Portion of a data file:
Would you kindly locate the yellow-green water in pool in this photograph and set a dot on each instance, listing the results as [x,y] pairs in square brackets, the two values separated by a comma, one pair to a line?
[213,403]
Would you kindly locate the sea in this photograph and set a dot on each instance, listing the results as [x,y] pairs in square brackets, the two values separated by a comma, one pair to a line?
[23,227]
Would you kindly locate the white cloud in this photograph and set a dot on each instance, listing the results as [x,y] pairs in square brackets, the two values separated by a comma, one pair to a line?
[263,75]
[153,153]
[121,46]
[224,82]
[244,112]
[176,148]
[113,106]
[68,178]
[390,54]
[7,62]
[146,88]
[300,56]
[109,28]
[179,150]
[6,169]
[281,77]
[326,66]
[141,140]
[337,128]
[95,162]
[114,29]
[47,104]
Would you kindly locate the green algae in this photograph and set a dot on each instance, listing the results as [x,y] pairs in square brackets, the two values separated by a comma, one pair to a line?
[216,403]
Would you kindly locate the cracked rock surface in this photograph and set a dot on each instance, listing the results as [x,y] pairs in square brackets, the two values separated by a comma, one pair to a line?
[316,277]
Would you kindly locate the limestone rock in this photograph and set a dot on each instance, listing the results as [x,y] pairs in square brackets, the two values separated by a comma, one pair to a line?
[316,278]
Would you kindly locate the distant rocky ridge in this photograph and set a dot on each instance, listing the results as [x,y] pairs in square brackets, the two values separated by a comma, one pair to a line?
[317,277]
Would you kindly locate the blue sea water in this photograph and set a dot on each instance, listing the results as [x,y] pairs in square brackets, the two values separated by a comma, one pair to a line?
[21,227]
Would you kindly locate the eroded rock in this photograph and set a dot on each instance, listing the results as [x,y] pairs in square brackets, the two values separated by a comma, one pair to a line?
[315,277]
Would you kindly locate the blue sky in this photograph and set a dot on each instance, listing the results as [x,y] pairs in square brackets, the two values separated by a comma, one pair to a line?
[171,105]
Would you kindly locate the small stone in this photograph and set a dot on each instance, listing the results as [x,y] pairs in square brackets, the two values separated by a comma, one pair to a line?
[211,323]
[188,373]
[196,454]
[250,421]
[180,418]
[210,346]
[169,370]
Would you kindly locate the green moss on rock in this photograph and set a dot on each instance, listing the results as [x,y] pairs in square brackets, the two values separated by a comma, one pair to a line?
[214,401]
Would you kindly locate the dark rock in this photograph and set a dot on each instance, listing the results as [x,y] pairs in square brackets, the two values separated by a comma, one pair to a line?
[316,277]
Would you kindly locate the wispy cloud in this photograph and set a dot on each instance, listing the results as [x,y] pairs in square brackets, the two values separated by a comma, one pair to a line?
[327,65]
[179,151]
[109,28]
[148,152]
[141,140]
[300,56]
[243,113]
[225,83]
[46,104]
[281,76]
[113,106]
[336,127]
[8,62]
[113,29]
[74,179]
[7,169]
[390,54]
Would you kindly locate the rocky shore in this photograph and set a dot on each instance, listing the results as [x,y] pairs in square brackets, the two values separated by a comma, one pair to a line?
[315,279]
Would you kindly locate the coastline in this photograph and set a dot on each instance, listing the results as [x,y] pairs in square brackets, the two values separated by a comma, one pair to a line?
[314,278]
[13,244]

JOB> Reproduce all the entries above, changing every "photograph" to "image" and leaving everything else untouched.

REPLY TO THE TASK>
Would you kindly locate the yellow-green water in pool in this image and set a dot on each instance, listing the results as [x,y] pairs in square brackets, the two values separated by a comma, one pair to a line?
[213,403]
Would you kindly locate the sea in this image and set a dot on each instance, listing the results as [x,y] pairs in square brackets, the two values separated by a comma, one pair to a line?
[23,227]
Would you kindly locate the white cloud in this image and set a dot on each instance, listing the results as [x,y] pairs in square brackets, the two values separated by a comma, one pair to a line?
[263,75]
[153,153]
[121,46]
[224,82]
[244,112]
[176,148]
[113,106]
[68,178]
[390,54]
[7,62]
[146,88]
[300,56]
[109,28]
[179,150]
[6,169]
[281,77]
[326,66]
[141,140]
[337,128]
[95,162]
[114,29]
[47,104]
Would you kindly locate the green algae in this image and set a dot on each instance, listing the results as [x,y] pairs in square brackets, the two values separated by a comma, one pair to a line?
[216,403]
Would you kindly locate the cracked rock surface in this image and set a dot on each instance, listing the results as [x,y] pairs in square brackets, the two values separated by a comma, one pair to a line?
[316,277]
Would you kindly locate the limestone rock in this image and set a dot on each instance, listing the results as [x,y] pairs in square brackets, the two values separated by a comma, one pair to a line?
[316,278]
Would you kindly locate the distant rocky ridge in this image and set a dot on each instance, listing the results as [x,y] pairs in square brackets, the two values separated by a comma, one pair to a line?
[317,277]
Would you kindly locate the blue sea water in this image and set a dot on each instance, listing the results as [x,y] pairs in square brackets, the two values separated by a comma, one pair to a line?
[21,227]
Would you kindly locate the eroded rock in this image and set a dot on each instance, listing the results as [x,y] pairs in square brackets, the two values separated by a comma, one pair to a line?
[315,277]
Would you kindly locate the blue sky in this image and set a dot on each instance, listing the results as [x,y] pairs in square brackets, the two values separated by a comma, one pair to a line?
[171,105]
Would you kindly locate the small stone in this image and set a dot on each instance, listing the results as [x,y] pairs in square brackets, the two values separated by a comma, one pair to a line?
[211,323]
[188,373]
[196,454]
[250,421]
[180,418]
[210,346]
[169,370]
Would you kindly locate the green moss on rock in this image and set a dot on each instance, listing the results as [x,y] pairs in square brackets, the two values separated by a comma, one pair to a line?
[214,401]
Would you kindly locate the dark rock in this image and set a dot on each instance, listing the results as [x,y] pairs in square brackets, the two values separated by a comma, one pair to a line?
[316,277]
Would you kindly locate the wispy cloud in this image and set a dot on each instance, listing the results as [x,y] pairs in square brackets, the two values separated by a comma, one pair to a line?
[327,65]
[179,151]
[109,28]
[148,152]
[141,140]
[300,56]
[243,113]
[225,83]
[46,104]
[281,76]
[113,106]
[336,127]
[8,62]
[113,29]
[74,179]
[7,169]
[390,54]
Would you kindly locate the rocky shore in this image and set a dot on each instance, listing the results as [x,y] pairs in square brackets, the two values separated by a comma, one pair to a line?
[315,279]
Would you kindly locate the coastline in this image and set a dot on each instance, listing the results as [x,y] pairs in square brackets, the two values separated by a comma, one pair to a line?
[314,278]
[13,244]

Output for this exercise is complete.